# Provided text:
The second rounds of the NHS' two technology funds are due to be “promoted and launched” over the next two months and will focus on integration.

The first round of funding has been approved and awarded for both the 'Safer Hospitals Safer Wards: Technology Fund' (known as the ‘tech fund ’) and the Nursing Technology Fund, and second rounds will soon follow.

NHS England director of strategic systems and technology, Beverley Bryant, told EHI in December that she hoped to announce the criteria for ‘tech fund 2’ before Christmas. Guidance on the fund was then going to be released at the end of this month, but appears to have been delayed again.

Speaking at the HC2014 conference in Manchester last week, NHS England’s head of technology strategy, Paul Rice, said: “Both the tech fund and the nursing tech fund will be promoted and launched in the next couple of months.”

The first round of the Safer Hospitals, Safer Wards: Technology Fund was approved by Treasury in two tranches, of which the second was only given the go-ahead earlier this month.

Of the £260m in funding available, around £220m was awarded to more than 200 projects, of which £90m had to be spent by this financial year or returned to Treasury.

Rice confirmed that around £50m will be invested in this financial year and the shortfall will be made up by more money being made available in the 2014-15 financial year and beyond.

The second round of the tech fund will have a new name, which will focus heavily on integration and open source commitments.

“In terms of the emphasis and where the money will be attracted to in the next round, the strategic point of integration and commissioners’ support for this will be important, we want to make sure commissioners are on board,” Rice said.

# Data records:

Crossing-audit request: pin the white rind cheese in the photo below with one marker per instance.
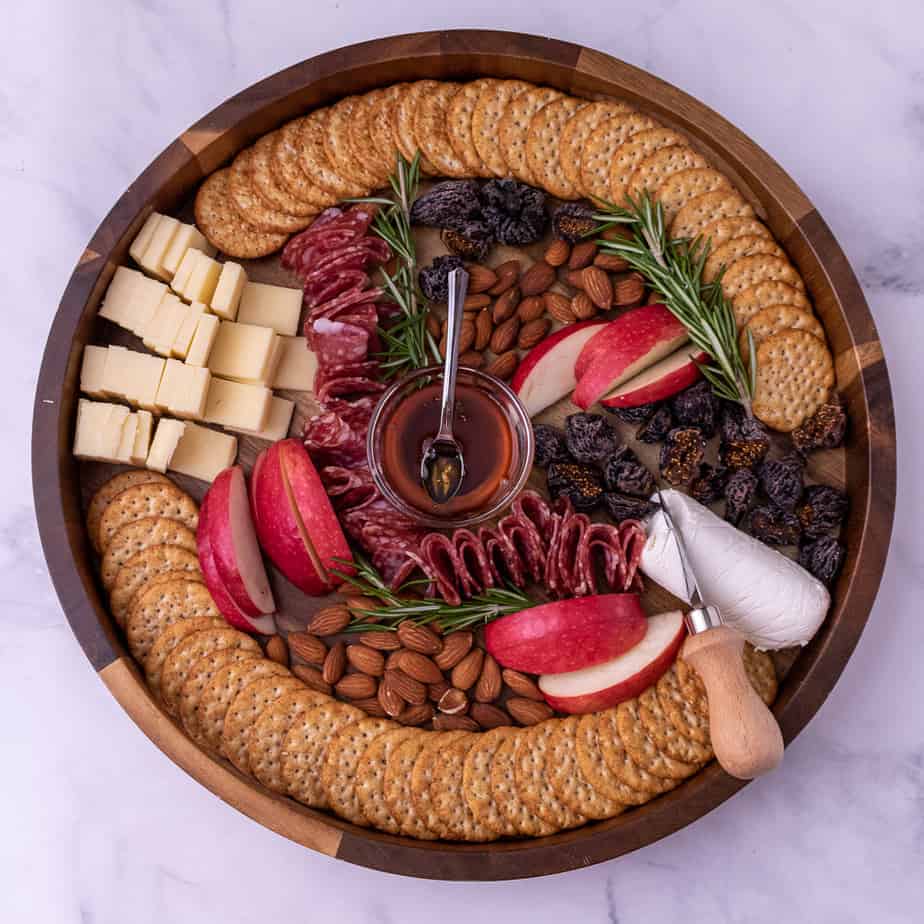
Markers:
(769, 598)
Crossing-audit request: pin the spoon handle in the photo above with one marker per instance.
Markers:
(458, 286)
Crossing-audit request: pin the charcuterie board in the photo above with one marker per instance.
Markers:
(863, 467)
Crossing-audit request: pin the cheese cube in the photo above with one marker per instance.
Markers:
(237, 405)
(297, 365)
(278, 423)
(142, 438)
(183, 339)
(201, 347)
(99, 430)
(203, 279)
(92, 370)
(187, 237)
(152, 260)
(183, 389)
(144, 236)
(242, 352)
(271, 306)
(203, 453)
(227, 295)
(166, 437)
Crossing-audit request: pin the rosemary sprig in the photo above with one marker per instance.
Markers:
(394, 607)
(674, 269)
(407, 344)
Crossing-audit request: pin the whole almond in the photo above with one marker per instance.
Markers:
(537, 278)
(409, 689)
(557, 252)
(528, 711)
(483, 328)
(489, 716)
(277, 650)
(559, 307)
(366, 660)
(456, 646)
(381, 640)
(521, 685)
(329, 621)
(583, 307)
(356, 686)
(420, 667)
(506, 305)
(489, 683)
(480, 278)
(611, 262)
(507, 275)
(505, 335)
(312, 678)
(334, 663)
(582, 254)
(466, 673)
(628, 290)
(503, 366)
(415, 715)
(531, 308)
(532, 333)
(307, 647)
(444, 722)
(453, 702)
(419, 638)
(598, 287)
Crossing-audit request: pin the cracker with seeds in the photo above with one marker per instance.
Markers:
(569, 783)
(109, 491)
(162, 605)
(702, 210)
(532, 764)
(577, 130)
(543, 146)
(486, 116)
(147, 500)
(246, 709)
(370, 778)
(603, 141)
(152, 565)
(222, 224)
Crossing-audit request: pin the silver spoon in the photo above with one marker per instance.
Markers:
(442, 467)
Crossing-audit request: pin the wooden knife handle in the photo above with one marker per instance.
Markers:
(745, 735)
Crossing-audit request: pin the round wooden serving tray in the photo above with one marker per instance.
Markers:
(867, 464)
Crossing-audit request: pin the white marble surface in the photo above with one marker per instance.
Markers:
(98, 826)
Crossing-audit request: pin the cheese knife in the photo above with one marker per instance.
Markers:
(746, 737)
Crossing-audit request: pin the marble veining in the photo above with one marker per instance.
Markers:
(99, 827)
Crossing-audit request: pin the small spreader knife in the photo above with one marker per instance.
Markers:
(745, 735)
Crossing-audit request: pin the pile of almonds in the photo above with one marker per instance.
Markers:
(414, 675)
(508, 309)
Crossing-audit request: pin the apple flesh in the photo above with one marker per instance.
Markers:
(567, 634)
(612, 682)
(660, 381)
(232, 543)
(623, 349)
(546, 373)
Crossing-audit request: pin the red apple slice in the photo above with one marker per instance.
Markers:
(659, 381)
(567, 634)
(546, 373)
(232, 542)
(612, 682)
(625, 348)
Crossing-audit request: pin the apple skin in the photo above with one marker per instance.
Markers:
(612, 682)
(545, 374)
(623, 349)
(567, 635)
(660, 381)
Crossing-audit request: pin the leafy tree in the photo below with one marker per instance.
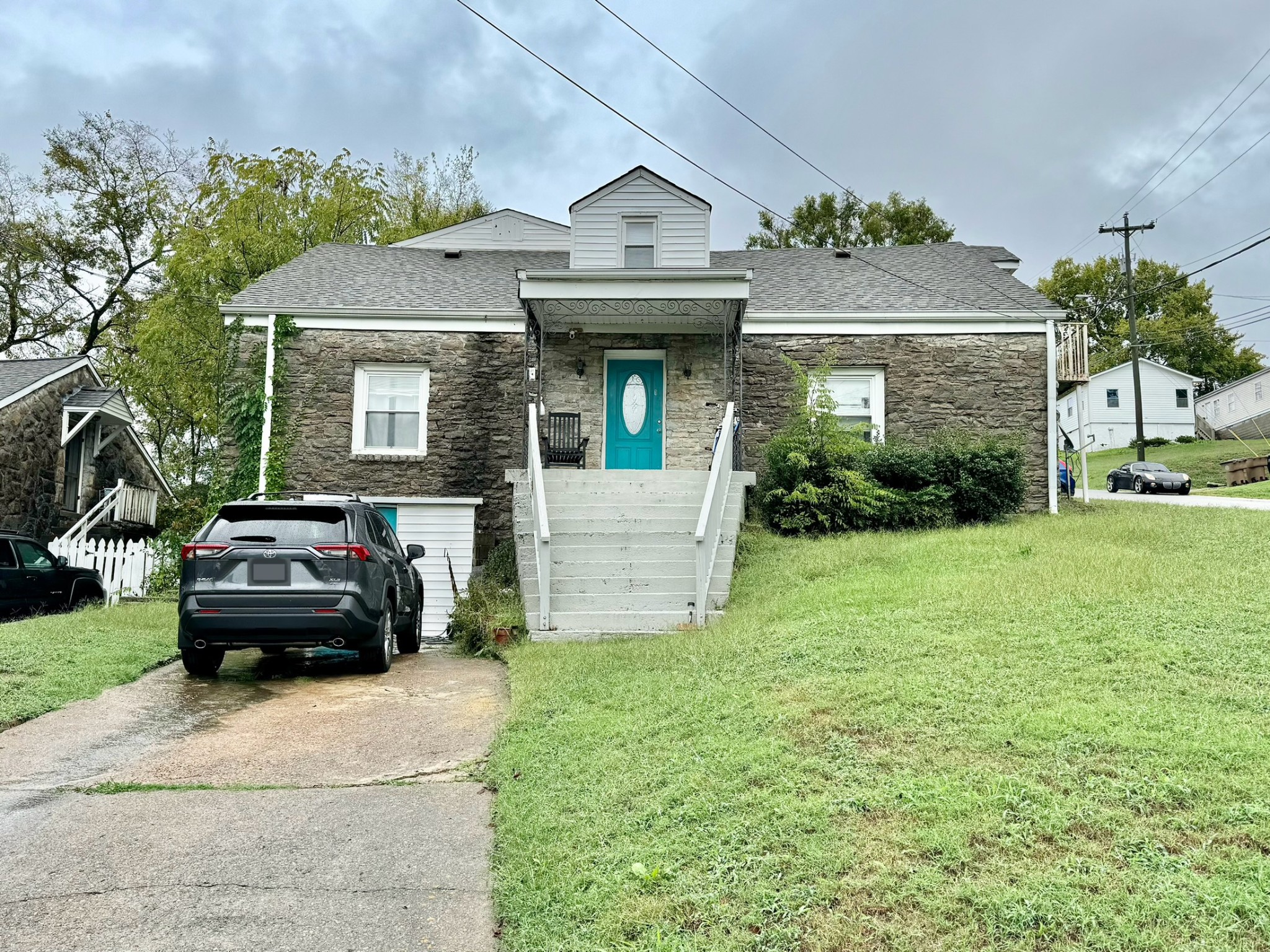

# Work instruction 1:
Return the passage of the NHS technology funds article between "The first round of the" and "earlier this month.", inclusive.
# Work instruction 2:
According to the article on the NHS technology funds, how much of the first-round tech fund money had to be spent by this financial year or returned to Treasury?
# Work instruction 3:
Continue the article on the NHS technology funds from where it stops.

# Answer box 1:
The first round of the Safer Hospitals, Safer Wards: Technology Fund was approved by Treasury in two tranches, of which the second was only given the go-ahead earlier this month.

# Answer box 2:
£90m

# Answer box 3:
“The relationship and integration with local authorities and health and well-being boards will be more significant than in the first round. There’s a strategic commitment to open source. We plan to radicalise the market in terms of what systems are available to support this agenda, and the NHS Number will be critical in terms of having a single identifier, and pushing open APIs in terms of portability and availability of information.”

He said that NHS England has done a series of 'lessons learned sessions' before the second round. It will also help trusts that were not successful in the first round with how to demonstrate what a good benefits case looks like.

The first round of the Nursing Technology Fund saw 85 projects awarded a total of £30m for mobile working, vital signs monitoring and digital pens.

Rice said that the first round has been “pretty restrictive” in terms of what kind of technology trusts could buy, but that the £70m second round would be more open.

“Policy-wise we’re trying to orientate the conversation going forward around capability rather than the actual nature of the technology itself,” he said.